Point localization data
===
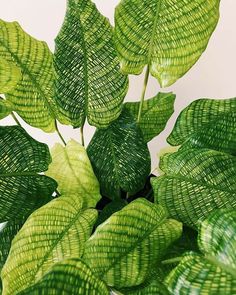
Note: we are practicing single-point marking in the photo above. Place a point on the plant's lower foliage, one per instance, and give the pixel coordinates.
(54, 232)
(197, 181)
(125, 247)
(120, 157)
(215, 271)
(71, 277)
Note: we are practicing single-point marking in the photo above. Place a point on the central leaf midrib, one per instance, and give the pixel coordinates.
(25, 70)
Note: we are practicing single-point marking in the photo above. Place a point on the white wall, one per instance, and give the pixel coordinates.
(213, 76)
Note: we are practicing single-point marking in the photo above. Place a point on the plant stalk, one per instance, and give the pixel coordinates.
(143, 94)
(59, 133)
(15, 119)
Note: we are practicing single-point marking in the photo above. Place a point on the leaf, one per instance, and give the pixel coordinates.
(125, 247)
(51, 234)
(155, 114)
(209, 122)
(22, 188)
(120, 157)
(168, 36)
(72, 170)
(71, 276)
(10, 75)
(89, 83)
(197, 182)
(215, 271)
(33, 96)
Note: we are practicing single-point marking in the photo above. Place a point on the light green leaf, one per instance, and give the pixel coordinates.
(167, 35)
(10, 75)
(72, 170)
(207, 123)
(22, 189)
(125, 247)
(197, 182)
(155, 114)
(89, 83)
(120, 157)
(51, 234)
(33, 96)
(214, 272)
(71, 276)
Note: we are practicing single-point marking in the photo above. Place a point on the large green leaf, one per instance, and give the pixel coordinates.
(214, 272)
(10, 75)
(155, 114)
(197, 181)
(167, 35)
(72, 170)
(89, 83)
(207, 123)
(33, 96)
(120, 157)
(125, 247)
(53, 233)
(22, 189)
(72, 277)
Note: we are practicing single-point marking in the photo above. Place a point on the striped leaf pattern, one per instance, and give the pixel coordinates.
(167, 35)
(71, 276)
(22, 189)
(207, 123)
(125, 247)
(55, 232)
(72, 170)
(156, 112)
(197, 181)
(33, 96)
(215, 271)
(10, 75)
(89, 83)
(120, 157)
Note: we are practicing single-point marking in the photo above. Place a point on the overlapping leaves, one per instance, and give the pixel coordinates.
(125, 247)
(120, 157)
(197, 181)
(89, 83)
(22, 189)
(168, 36)
(72, 170)
(213, 272)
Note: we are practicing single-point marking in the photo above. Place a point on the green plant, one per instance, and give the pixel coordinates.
(92, 223)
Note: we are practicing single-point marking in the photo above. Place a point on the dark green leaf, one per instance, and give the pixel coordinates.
(89, 83)
(120, 157)
(156, 112)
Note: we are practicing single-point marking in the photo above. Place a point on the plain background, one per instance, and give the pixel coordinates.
(212, 77)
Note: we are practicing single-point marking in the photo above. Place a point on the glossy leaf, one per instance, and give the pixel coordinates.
(125, 247)
(33, 96)
(169, 36)
(53, 233)
(120, 157)
(214, 272)
(197, 182)
(72, 277)
(72, 170)
(155, 114)
(22, 189)
(89, 83)
(10, 75)
(207, 123)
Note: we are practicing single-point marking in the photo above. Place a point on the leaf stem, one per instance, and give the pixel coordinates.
(15, 119)
(82, 134)
(172, 260)
(143, 94)
(59, 133)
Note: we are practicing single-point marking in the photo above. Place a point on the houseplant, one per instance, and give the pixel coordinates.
(91, 223)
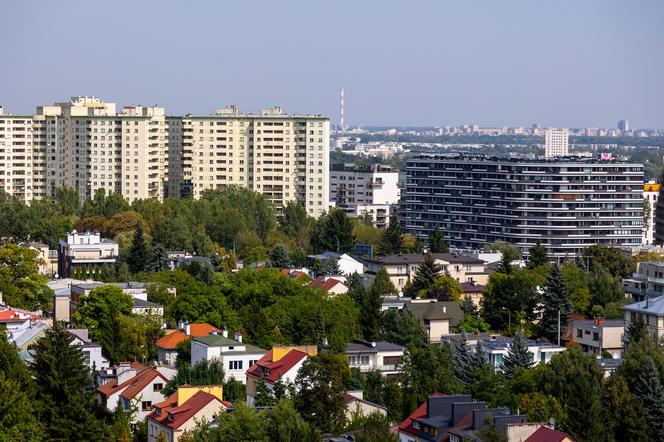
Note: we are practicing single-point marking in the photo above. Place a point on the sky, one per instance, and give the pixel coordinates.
(564, 63)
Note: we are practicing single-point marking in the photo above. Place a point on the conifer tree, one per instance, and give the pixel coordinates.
(391, 241)
(437, 243)
(517, 356)
(65, 388)
(556, 300)
(537, 256)
(650, 391)
(425, 276)
(138, 255)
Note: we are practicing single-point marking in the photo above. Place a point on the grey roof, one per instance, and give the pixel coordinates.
(139, 303)
(652, 306)
(504, 342)
(416, 258)
(358, 346)
(605, 323)
(220, 340)
(434, 310)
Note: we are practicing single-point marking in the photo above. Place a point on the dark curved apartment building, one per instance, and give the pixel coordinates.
(565, 203)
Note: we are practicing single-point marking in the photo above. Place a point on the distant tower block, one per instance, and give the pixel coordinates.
(342, 126)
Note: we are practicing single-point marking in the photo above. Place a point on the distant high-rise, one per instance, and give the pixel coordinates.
(556, 143)
(342, 125)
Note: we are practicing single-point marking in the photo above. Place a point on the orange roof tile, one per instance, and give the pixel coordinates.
(171, 340)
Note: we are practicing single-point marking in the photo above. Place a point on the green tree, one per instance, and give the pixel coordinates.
(139, 255)
(321, 383)
(625, 414)
(425, 276)
(287, 425)
(537, 256)
(557, 305)
(333, 231)
(437, 243)
(650, 391)
(518, 356)
(391, 241)
(21, 283)
(575, 379)
(279, 256)
(382, 283)
(65, 388)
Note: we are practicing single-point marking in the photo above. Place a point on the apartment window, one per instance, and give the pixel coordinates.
(235, 365)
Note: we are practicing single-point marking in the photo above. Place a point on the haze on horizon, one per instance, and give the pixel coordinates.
(428, 63)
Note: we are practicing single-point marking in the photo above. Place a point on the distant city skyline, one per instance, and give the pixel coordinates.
(559, 64)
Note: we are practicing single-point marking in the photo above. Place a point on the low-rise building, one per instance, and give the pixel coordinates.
(356, 405)
(647, 281)
(282, 363)
(495, 350)
(599, 335)
(167, 345)
(454, 418)
(87, 250)
(182, 410)
(436, 318)
(235, 356)
(401, 268)
(130, 390)
(380, 356)
(92, 354)
(651, 310)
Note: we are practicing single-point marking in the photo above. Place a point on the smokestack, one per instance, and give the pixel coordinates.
(342, 125)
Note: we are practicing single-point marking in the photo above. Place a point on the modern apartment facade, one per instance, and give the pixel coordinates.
(284, 157)
(372, 190)
(140, 153)
(556, 143)
(567, 204)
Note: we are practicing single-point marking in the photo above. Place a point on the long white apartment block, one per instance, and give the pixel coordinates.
(141, 153)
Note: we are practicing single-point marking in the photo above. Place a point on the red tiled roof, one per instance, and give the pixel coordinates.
(185, 411)
(14, 315)
(278, 368)
(545, 434)
(323, 283)
(420, 412)
(131, 387)
(171, 340)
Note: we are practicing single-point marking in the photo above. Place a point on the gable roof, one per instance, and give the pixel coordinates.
(545, 434)
(324, 283)
(435, 310)
(278, 368)
(420, 412)
(173, 417)
(171, 340)
(132, 386)
(652, 306)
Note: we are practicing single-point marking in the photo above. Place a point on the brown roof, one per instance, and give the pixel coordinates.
(171, 340)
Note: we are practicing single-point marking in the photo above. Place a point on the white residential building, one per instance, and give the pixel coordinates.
(380, 356)
(495, 350)
(556, 143)
(235, 356)
(651, 195)
(368, 190)
(87, 250)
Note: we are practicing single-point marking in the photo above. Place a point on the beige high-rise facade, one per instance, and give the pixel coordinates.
(140, 153)
(284, 157)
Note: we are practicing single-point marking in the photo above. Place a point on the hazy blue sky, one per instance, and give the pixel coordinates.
(493, 62)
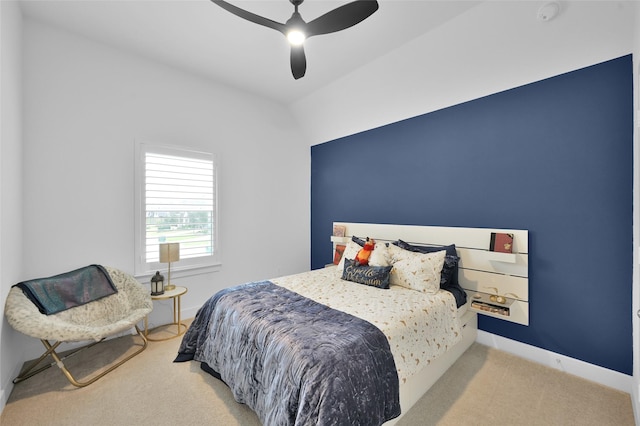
===
### Task item:
Please retype the data exactly as it appears, but without any of its pictures.

### Completed exercise:
Note: we are practicing single-point marking in the photo above. Place a point on the plant's lower foliage, one per instance, and give the pixel coordinates.
(54, 232)
(197, 181)
(125, 247)
(120, 157)
(215, 271)
(71, 277)
Note: we are practicing single-point marking in the photo above. Place a point on the central leaf midrib, one per instance, and give the pixel coordinates.
(25, 70)
Note: we are practicing single-point marking in the photo above. Place a point on the white wall, one per instance, and give the pixel coordinates.
(213, 76)
Note: we are practicing single-point marking in the photo above. Place a point on the plant stalk, one per instance, and give the pixel coordinates.
(143, 94)
(59, 133)
(15, 119)
Note: we are practicing single-point marking in the photo above. Place a point on the leaf, one per instance, and give the pixel coordinates.
(125, 247)
(51, 234)
(155, 114)
(209, 122)
(22, 188)
(120, 157)
(168, 36)
(72, 170)
(71, 276)
(10, 75)
(89, 83)
(197, 182)
(215, 271)
(33, 96)
Note: we are practicing single-point marking in the photo above. Place a point on the light green leaf, one per instance, and give the pixel coordinates.
(167, 35)
(10, 75)
(72, 170)
(207, 123)
(22, 189)
(125, 247)
(197, 182)
(155, 114)
(89, 83)
(120, 157)
(51, 234)
(33, 96)
(214, 272)
(71, 276)
Note: we are practicing single-point marking in the photo above. Place a point on the large green leaf, one per instance, and give the pixel coordinates.
(214, 272)
(10, 75)
(155, 114)
(197, 181)
(167, 35)
(72, 170)
(89, 83)
(207, 123)
(33, 96)
(120, 157)
(125, 247)
(53, 233)
(22, 189)
(72, 277)
Note: we are practicing single-point marking in the photo above. Place a point on the striped leaf pattern, one per instance, and give the pixel coordinates.
(167, 35)
(71, 276)
(22, 189)
(207, 123)
(125, 247)
(55, 232)
(72, 170)
(156, 112)
(197, 181)
(33, 96)
(215, 271)
(10, 75)
(89, 83)
(120, 157)
Note: we are practicing single-point marking in the photo above. Place a point on the overlapping leaves, one per instance, and give the pixel coordinates.
(125, 247)
(120, 157)
(197, 181)
(89, 83)
(22, 189)
(168, 36)
(72, 170)
(213, 272)
Note: we are practicing single-point marking in the photo above. Place a point on the green plant, one per instance, and give the pixel coordinates.
(92, 223)
Note: we are practicing single-point marking in the photo above. Place a point on the dark green leaf, one per instance, and give the pixel coordinates.
(89, 83)
(120, 157)
(156, 112)
Note: we are practicing single-point marking in the photo above. Place a point on the plain background, one per instance, and give the pixel coordinates.
(212, 77)
Note: we are practicing single-point marking in the photo above. Place a point on the glossy leaf, one per instance, and give the pixel coordinates.
(125, 247)
(33, 96)
(169, 36)
(53, 233)
(120, 157)
(214, 272)
(197, 182)
(72, 277)
(72, 170)
(155, 114)
(22, 189)
(89, 83)
(10, 75)
(207, 123)
Note: we are practicing single-point marking in the photo above. Place a point on the leaf stem, one per instance, and give the pixel coordinates.
(15, 119)
(82, 134)
(172, 260)
(143, 94)
(59, 133)
Note: we are practicing single-point marking in the photo above. Place a point on the houseplant, one per instance, and give the pixel coordinates.
(91, 223)
Note: we are practicing single-point marking in the photo above. Place a point on the sky, one per instance, and give the pixel coordinates.
(564, 63)
Note: we are practicing single-point marking in the photo above. Place a point on the conifer tree, one per instance, and give the pixel coordinates.
(391, 241)
(437, 243)
(517, 356)
(65, 388)
(556, 300)
(537, 256)
(650, 391)
(425, 276)
(138, 255)
Note: we are practicing single-point marking in the photo above. Place a point on the grey roof, one per instance, and give the pixel coordinates.
(139, 303)
(652, 306)
(504, 342)
(416, 258)
(358, 346)
(605, 323)
(220, 340)
(434, 310)
Note: we are practicing single-point marking in the photo above. Place a point on the dark curved apartment building, one per instance, and give the pixel coordinates.
(565, 203)
Note: we are practicing single-point marking in the photo above. Place a point on the distant tower block, one per instance, and give the pixel coordinates.
(342, 126)
Note: we are practicing single-point marking in the photo above. Place a point on the distant high-rise, one per instance, and give the pixel coordinates.
(556, 143)
(342, 125)
Note: we are practicing single-point marking in the photo above. Place a point on the orange roof tile, one per instance, and give the pixel coordinates.
(171, 340)
Note: we are practicing single-point marking in the photo above. Place a point on the green tree, one per instance, and give the pixel coordinates.
(139, 255)
(321, 383)
(625, 414)
(425, 276)
(287, 425)
(537, 256)
(557, 305)
(333, 231)
(437, 243)
(650, 391)
(518, 356)
(391, 241)
(21, 283)
(575, 379)
(279, 256)
(382, 283)
(65, 388)
Note: we are practicing single-point marking in the photo above. Place a point on the apartment window, one per instance, and give the pixel coordinates.
(235, 365)
Note: we are practicing single-point marking in the photo above. Place a point on the haze on horizon, one per instance, and give the pixel coordinates.
(428, 63)
Note: we are practicing single-point marking in the photo above. Place a point on the distant city skyline, one per instance, and give the pixel coordinates.
(559, 64)
Note: we are practicing single-point marking in the photo above. Place a point on the low-rise building, one per instance, and give the pixel coordinates.
(356, 405)
(647, 281)
(282, 363)
(495, 350)
(599, 335)
(167, 345)
(454, 418)
(87, 250)
(182, 410)
(436, 318)
(235, 356)
(401, 268)
(130, 390)
(380, 356)
(92, 354)
(651, 310)
Note: we are practicing single-point marking in the photo above. Place a point on the smokestack, one per instance, and give the pixel coordinates.
(342, 125)
Note: we are practicing single-point marking in the photo above. Place a point on the modern apartment facade, one per instance, and give the pixel coordinates.
(284, 157)
(372, 190)
(140, 153)
(556, 143)
(567, 204)
Note: we are practicing single-point marking in the photo above. Place a point on the long white apartment block, one per instance, and give the pixel coordinates.
(141, 153)
Note: we are practicing single-point marking in the photo above. Place a point on the red tiled roof, one per instance, and give the pixel coordinates.
(185, 411)
(14, 315)
(278, 368)
(545, 434)
(323, 283)
(420, 412)
(131, 387)
(171, 340)
Note: we are practicing single-point marking in the photo above. Place a point on the gable roof, one per instance, and give the pixel coordinates.
(545, 434)
(324, 283)
(435, 310)
(278, 368)
(420, 412)
(173, 417)
(171, 340)
(132, 386)
(652, 306)
Note: we are practicing single-point marking in the photo above. Place a point on the brown roof, one per instance, and give the pixel coordinates.
(171, 340)
Note: we are practicing single-point marking in the photo above. Place a point on the white residential building, one per instance, and give the pixel coordinates.
(380, 356)
(495, 350)
(556, 143)
(235, 356)
(651, 195)
(368, 190)
(87, 250)
Note: we are practicing single-point marking in the photo above. Place a point on the beige high-rise facade, one per instance, and give the pixel coordinates.
(140, 153)
(284, 157)
Note: we are practicing single-point marking in the photo above. Place a point on the hazy blue sky, one per instance, and give the pixel coordinates.
(493, 62)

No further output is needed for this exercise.